• Extrait à lire:
***
Une logique imperturbable : le suicide est un crime grave, et donc celui qui le commet mérite le châtiment suprême, la pendaison. Au nom de ce principe, les juges du ressort de Bouteville nous entraînent dans un scénario ahurissant.

1649 – PROCES-VERBAL TOUCHANT L’EXECUTION DU CADAVRE DE CATHERINE DUBOIS SUICIDEE DANS LES LIMITES DE LA TERRE ET SEIGNEURIE DE JUILHAC LE COQ.

Sources : Fond Albert – Babinet de Rancogne – Procès-verbal faict en 1469, touchant lexecucion du cadapure dune femme trouvee noyee dans les limites de la terre et seigneurie de Juilhac le Coq, en Angumois

Point de sépulture chrétienne, ni de pitié pour la dépouille de Catherine DUBOIS dont le cadavre doit être pendu. C’est la sentence énoncée par les hommes de loi avec l’aval de l’église car se suicider est un crime. La situation se révèle macabre, car plusieurs jours se passent en échanges épistolaires avec force détails pour déterminer la juridiction compétente pour exécuter la sentence.
***
• Tâche demandée A: Recopiez à l'identique, s'il vous plaît, les lignes des entrées en partant de celle qui contient « subject: surfer's crouched body » et en allant jusqu'à celle qui contient « [[[167,119],[178,88],[171,62],[126,75],[0,87],[0,132],[97,131]]] », ces deux lignes comprises.
L'extrait et les entrées n'ont pas la même origine.
***
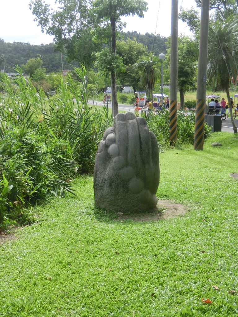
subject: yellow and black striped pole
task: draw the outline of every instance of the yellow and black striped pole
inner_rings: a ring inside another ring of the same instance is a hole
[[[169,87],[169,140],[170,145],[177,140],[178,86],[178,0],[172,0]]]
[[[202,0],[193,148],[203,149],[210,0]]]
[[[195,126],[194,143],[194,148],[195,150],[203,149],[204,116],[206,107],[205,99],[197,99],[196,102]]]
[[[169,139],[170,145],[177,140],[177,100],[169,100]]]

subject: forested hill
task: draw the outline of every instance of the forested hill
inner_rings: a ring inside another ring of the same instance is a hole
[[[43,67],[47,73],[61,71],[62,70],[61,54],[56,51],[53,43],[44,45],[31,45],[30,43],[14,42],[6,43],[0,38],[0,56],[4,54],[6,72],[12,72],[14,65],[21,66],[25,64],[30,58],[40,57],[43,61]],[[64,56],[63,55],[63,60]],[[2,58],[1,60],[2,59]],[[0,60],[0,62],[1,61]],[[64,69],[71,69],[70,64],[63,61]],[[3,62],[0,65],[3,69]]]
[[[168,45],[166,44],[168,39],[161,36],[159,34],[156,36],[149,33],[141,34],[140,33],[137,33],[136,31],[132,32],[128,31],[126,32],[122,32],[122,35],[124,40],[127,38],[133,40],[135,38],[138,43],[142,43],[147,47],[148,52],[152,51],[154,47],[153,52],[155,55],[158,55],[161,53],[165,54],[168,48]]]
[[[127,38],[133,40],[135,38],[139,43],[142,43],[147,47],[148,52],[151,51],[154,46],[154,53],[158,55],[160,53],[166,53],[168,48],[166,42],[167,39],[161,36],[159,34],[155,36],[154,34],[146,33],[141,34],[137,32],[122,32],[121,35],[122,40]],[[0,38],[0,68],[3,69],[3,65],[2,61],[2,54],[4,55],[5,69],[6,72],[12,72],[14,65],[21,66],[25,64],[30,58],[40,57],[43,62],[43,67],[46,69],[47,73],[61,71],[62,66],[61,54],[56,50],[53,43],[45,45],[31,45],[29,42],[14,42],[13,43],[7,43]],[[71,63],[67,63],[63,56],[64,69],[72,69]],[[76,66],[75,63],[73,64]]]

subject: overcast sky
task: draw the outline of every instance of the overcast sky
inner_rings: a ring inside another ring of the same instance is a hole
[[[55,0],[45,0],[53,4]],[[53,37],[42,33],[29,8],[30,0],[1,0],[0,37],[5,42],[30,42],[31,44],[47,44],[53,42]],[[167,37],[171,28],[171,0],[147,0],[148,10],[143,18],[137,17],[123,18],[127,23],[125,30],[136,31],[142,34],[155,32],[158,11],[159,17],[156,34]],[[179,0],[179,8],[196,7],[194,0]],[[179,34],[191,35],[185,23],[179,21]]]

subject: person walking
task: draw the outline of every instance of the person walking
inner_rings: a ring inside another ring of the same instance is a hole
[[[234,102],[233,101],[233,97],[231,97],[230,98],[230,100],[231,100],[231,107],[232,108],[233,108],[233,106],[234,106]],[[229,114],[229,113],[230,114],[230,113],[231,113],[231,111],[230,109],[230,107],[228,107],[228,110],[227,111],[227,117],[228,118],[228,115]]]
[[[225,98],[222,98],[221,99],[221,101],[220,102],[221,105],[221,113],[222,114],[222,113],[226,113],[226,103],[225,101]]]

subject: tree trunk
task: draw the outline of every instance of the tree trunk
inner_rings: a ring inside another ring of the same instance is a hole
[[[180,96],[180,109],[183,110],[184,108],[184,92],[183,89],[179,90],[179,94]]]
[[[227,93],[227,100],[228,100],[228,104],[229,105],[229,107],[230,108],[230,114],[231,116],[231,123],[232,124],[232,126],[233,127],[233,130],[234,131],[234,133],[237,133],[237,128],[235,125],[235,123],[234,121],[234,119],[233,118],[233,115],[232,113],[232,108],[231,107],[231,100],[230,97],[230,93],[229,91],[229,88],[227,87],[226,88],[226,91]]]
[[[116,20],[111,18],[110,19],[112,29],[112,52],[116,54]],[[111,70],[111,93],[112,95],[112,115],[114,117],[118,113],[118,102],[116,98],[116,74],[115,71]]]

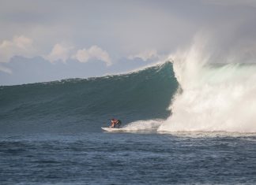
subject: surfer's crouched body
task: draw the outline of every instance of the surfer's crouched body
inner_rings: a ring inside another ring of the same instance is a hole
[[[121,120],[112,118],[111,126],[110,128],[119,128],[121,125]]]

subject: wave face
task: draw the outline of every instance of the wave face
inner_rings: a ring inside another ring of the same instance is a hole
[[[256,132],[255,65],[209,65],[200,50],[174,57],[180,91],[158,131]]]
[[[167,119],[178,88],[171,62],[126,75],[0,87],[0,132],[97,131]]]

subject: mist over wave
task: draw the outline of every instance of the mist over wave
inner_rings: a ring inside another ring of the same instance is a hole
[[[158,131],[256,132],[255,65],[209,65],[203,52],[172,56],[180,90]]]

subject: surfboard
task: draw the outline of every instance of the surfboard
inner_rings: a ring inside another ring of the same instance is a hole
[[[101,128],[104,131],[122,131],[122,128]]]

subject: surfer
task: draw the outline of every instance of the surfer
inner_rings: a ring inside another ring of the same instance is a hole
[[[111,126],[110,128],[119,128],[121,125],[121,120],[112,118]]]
***
• Tâche demandée B: Poursuivez l'extrait sur l'exécution du cadavre de Catherine Dubois à partir de sa dernière phrase.

• Résultat final A:
subject: surfer's crouched body
task: draw the outline of every instance of the surfer's crouched body
inner_rings: a ring inside another ring of the same instance is a hole
[[[121,120],[112,118],[111,126],[110,128],[119,128],[121,125]]]

subject: wave face
task: draw the outline of every instance of the wave face
inner_rings: a ring inside another ring of the same instance is a hole
[[[256,132],[255,65],[209,65],[200,50],[174,57],[180,91],[158,131]]]
[[[167,119],[178,88],[171,62],[126,75],[0,87],[0,132],[97,131]]]

• Résultat final B:
 Lundi 4 septembre 1649 - Les faits

Ce jour de 1469, Catherine DUBOIS épouse de Colas Martin, laboureur demeurant en l’hôtel de Nodon de Boisson de Verseuin en la paroisse de Juilhac le Coq se suicide en se jetant dans le puits de la maison. Guillaume Laisne, juge de la cour de Juilhac le Coq dépendant des chanoines de l’église cathédrale d’Angoulême prend conseil auprès de Jehan Symon, assesseur du Sénéchal d’Angoumois pour savoir qui devra appliquer la sanction pénale. Le cadavre de Catherine doit-il rendre raison à la justice des chanoines ou à la seigneurie de Bouteville dépendant des Comtes d’Angoulême ? le suicide a eu lieu en limite des terres appartenant au chapitre d’Angoulême et de celles de Marguerite de Rohan, comtesse d’Angoulême, dame de Bouteville. S’ensuit un échange de missives sur la conduite à tenir. Il n’y a point de bourreau pour appliquer la loi. Qui voudra donc se charger de transporter le corps jusqu’aux bois de justice et appliquer la sentence ?
 
Guillaume LAISNE s’adresse à Helie GIRAULT, homme de loi pour demander conseil sur la procedure

« Je Guillaume Laisne, juge de la court ducict Juillac pour messieurs seigneurs doyen et chappitre, incontinant que en fuz assauante (instruit) par Pierre Berteau, sergent audic Juilhac pour mesdicts seigneurs, allay faire linformacion sur le lieu, et icelle faicte la envoyay en Engolesme à honnorable et sage maistre Helies Girault licencie en loix, ; seneschal de mesdicts seigneurs doyen et chappitre, et lui en excriuis mes lettres missibles, et aussi à monsiegneur maistre Jeahan Symon licencie en loix accesseur de monseigneur le lieutenant, de monseigneur le seneschal Dangoumois, pour savoir commant il leur plairoit que sur ce que me eusse à gouverner et proceder oudit cas. Lequel dict maistre Helies Girault mescriuit de sa main en la maniere qui sensuit »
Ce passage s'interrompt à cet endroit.